%%
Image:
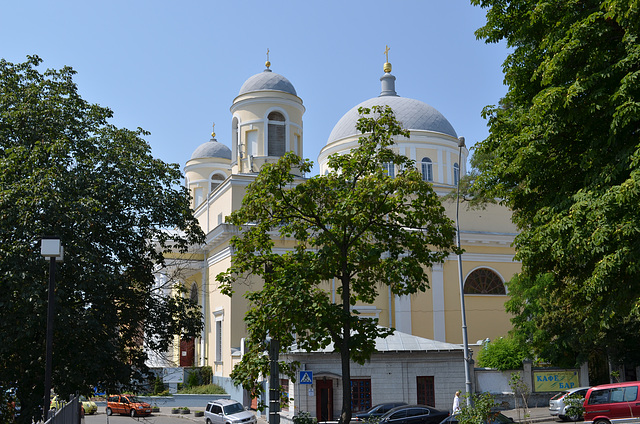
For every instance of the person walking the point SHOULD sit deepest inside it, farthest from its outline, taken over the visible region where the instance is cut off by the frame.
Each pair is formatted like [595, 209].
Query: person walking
[456, 403]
%%
Copy out each item above word for word, without the pictures.

Image:
For every instance of the person walking the point SHOULD sit deepest inside it, farthest from its outline, taken over the visible region where the instance is cut off by the frame.
Each pair is formatted like [595, 209].
Query: person walking
[456, 403]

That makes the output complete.